_SET EXERCISE_. Lay out the material between the lines holding "wall art --return=outline" and "[[[318,120],[311,120],[309,130],[311,131],[318,131]]]", inclusive, as a two-column CSV with columns named input and output. Give each text its own row with its answer beside it, each in one quoted field with line breaks turned into spaces.

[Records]
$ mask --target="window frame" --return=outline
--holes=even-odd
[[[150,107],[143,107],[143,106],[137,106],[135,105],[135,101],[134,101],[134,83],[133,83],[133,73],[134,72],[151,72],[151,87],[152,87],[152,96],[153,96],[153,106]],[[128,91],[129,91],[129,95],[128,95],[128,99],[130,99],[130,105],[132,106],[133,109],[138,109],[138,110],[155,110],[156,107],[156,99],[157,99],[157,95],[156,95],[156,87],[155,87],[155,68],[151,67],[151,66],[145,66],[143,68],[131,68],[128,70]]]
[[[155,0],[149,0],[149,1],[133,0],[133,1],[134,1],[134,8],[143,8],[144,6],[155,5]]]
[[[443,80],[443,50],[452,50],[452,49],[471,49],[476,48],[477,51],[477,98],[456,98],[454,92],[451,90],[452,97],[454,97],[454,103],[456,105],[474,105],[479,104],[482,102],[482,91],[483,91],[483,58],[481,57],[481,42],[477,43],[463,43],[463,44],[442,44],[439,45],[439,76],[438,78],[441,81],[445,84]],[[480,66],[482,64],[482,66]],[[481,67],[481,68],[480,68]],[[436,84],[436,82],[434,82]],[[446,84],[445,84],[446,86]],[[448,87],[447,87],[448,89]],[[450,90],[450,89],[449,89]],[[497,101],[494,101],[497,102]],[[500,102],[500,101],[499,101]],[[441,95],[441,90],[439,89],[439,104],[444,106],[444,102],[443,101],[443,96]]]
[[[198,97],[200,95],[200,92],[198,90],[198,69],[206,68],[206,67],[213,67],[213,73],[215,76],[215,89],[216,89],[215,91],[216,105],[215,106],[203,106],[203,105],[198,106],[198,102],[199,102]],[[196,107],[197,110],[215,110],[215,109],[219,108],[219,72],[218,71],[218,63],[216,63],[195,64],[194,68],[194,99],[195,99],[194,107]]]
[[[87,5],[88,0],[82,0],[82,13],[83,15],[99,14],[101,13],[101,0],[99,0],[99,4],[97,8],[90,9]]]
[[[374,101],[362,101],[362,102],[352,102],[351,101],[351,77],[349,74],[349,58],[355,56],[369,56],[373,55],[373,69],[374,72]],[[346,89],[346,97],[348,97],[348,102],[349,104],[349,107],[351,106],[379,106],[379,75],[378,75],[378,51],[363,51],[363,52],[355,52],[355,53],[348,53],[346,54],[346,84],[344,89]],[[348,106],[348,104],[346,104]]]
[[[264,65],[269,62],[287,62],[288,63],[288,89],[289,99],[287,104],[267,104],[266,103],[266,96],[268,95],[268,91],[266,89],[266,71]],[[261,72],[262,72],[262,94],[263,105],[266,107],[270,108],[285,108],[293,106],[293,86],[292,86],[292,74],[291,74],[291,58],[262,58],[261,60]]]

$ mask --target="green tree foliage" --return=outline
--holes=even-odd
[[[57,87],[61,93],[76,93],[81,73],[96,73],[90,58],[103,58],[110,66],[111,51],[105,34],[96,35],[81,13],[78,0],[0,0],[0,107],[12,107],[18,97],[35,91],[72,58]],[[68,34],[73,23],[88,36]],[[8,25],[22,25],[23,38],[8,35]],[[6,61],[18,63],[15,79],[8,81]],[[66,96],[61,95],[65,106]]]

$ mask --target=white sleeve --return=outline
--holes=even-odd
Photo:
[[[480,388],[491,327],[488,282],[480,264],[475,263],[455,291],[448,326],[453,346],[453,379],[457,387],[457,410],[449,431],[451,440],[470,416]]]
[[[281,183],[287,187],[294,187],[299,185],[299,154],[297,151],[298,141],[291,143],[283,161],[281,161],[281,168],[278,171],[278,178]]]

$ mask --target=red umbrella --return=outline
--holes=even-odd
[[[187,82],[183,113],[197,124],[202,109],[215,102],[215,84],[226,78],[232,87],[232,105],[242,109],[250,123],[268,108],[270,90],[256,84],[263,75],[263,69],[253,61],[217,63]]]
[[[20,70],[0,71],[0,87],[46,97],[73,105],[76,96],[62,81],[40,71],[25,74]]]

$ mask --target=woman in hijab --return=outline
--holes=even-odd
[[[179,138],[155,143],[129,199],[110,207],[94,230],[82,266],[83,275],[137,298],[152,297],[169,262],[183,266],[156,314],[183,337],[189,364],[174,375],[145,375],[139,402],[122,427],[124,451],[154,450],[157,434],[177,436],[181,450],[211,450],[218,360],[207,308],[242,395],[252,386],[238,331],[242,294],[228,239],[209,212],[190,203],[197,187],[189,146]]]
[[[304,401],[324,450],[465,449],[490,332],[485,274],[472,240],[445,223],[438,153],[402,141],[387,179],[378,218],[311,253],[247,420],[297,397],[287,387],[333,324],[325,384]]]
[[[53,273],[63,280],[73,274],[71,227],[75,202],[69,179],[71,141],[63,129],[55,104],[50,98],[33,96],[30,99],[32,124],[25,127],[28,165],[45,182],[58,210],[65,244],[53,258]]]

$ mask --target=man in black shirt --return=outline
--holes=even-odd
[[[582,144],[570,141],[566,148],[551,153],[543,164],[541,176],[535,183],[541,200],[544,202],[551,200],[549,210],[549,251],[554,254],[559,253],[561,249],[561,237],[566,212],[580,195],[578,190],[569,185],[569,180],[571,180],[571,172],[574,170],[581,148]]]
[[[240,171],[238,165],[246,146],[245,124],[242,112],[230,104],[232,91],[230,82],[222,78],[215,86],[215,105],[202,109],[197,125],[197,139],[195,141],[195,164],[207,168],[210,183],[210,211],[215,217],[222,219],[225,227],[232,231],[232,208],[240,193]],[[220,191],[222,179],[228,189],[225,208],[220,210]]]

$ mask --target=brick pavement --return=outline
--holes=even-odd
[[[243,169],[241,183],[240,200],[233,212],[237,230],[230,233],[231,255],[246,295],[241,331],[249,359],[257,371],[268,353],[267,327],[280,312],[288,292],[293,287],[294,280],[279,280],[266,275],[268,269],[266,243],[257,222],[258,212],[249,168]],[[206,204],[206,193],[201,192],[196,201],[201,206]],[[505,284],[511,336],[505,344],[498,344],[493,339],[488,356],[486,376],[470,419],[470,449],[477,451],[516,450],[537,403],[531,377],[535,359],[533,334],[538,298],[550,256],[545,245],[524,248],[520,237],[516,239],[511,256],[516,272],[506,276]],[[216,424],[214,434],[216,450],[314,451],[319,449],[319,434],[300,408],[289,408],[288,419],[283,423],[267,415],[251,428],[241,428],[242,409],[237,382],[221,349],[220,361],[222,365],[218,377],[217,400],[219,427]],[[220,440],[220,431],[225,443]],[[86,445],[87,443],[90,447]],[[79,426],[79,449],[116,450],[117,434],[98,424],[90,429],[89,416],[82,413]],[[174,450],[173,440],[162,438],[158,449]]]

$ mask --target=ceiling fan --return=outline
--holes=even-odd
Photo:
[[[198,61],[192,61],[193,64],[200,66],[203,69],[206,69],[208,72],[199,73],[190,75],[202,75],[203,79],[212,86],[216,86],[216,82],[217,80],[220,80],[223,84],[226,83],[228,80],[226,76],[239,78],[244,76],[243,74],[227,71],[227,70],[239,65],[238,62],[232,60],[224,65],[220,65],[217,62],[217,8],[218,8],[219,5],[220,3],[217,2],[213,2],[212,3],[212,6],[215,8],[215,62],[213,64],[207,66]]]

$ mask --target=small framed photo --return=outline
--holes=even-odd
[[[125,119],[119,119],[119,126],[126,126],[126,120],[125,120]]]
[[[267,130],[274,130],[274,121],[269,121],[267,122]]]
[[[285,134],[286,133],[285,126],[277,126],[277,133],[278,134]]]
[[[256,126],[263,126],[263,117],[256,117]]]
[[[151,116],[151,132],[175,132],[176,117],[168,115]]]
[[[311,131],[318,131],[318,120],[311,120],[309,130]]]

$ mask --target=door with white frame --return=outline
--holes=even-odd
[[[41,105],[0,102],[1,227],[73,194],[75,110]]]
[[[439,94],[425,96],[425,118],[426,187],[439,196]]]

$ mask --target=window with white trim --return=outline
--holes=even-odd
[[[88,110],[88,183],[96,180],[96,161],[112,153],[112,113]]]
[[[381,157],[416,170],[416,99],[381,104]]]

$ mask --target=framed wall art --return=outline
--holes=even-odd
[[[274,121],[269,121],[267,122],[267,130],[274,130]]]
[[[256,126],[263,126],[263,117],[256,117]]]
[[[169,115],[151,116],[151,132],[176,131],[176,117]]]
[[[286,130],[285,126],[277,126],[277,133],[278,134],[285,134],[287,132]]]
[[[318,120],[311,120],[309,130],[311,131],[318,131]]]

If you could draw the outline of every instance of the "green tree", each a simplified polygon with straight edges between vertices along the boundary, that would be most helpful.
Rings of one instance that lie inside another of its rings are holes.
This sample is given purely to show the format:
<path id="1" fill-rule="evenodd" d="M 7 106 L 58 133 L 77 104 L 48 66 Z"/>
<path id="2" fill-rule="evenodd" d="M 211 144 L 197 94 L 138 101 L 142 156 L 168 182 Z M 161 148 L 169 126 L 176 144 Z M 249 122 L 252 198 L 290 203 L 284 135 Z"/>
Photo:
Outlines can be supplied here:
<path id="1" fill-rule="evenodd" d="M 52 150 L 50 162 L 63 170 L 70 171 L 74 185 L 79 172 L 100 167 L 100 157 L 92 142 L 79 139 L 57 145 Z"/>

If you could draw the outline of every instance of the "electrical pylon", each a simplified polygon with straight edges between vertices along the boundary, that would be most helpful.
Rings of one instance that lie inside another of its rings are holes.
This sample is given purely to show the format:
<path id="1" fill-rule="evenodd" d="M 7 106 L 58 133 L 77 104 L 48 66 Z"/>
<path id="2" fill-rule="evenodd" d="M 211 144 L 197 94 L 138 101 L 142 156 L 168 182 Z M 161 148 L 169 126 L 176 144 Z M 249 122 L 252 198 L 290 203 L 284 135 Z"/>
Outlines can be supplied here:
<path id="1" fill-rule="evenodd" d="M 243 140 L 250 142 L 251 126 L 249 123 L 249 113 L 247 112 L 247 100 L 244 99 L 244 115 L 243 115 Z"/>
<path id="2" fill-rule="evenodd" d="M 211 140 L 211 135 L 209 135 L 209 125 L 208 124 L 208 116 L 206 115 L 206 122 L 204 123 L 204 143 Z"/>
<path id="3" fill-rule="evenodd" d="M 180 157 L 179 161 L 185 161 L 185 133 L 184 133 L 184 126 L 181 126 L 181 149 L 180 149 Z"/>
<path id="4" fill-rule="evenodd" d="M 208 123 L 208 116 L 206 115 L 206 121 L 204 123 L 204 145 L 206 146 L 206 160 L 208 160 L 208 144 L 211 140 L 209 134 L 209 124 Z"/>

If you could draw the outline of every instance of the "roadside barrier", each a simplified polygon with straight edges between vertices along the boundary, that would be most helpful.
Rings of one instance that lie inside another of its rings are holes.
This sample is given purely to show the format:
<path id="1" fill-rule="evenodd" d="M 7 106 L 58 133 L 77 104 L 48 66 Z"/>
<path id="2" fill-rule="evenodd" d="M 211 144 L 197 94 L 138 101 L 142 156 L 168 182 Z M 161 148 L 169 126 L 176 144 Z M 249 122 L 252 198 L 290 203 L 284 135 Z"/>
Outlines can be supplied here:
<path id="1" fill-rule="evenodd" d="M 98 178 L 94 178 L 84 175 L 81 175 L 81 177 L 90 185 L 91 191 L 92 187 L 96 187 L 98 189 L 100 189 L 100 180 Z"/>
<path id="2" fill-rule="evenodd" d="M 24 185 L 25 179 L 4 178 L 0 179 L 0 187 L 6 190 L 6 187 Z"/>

_SOLUTION BELOW_.
input,output
"$ mask --target=framed wall art --return=outline --holes=even-odd","[[[274,121],[269,121],[267,122],[267,130],[274,130]]] [[[256,126],[263,126],[263,117],[256,117]]] [[[169,115],[151,116],[151,132],[176,131],[176,117]]] [[[286,130],[285,126],[277,126],[277,133],[278,134],[285,134],[287,132]]] [[[318,120],[311,120],[309,130],[311,131],[318,131]]]"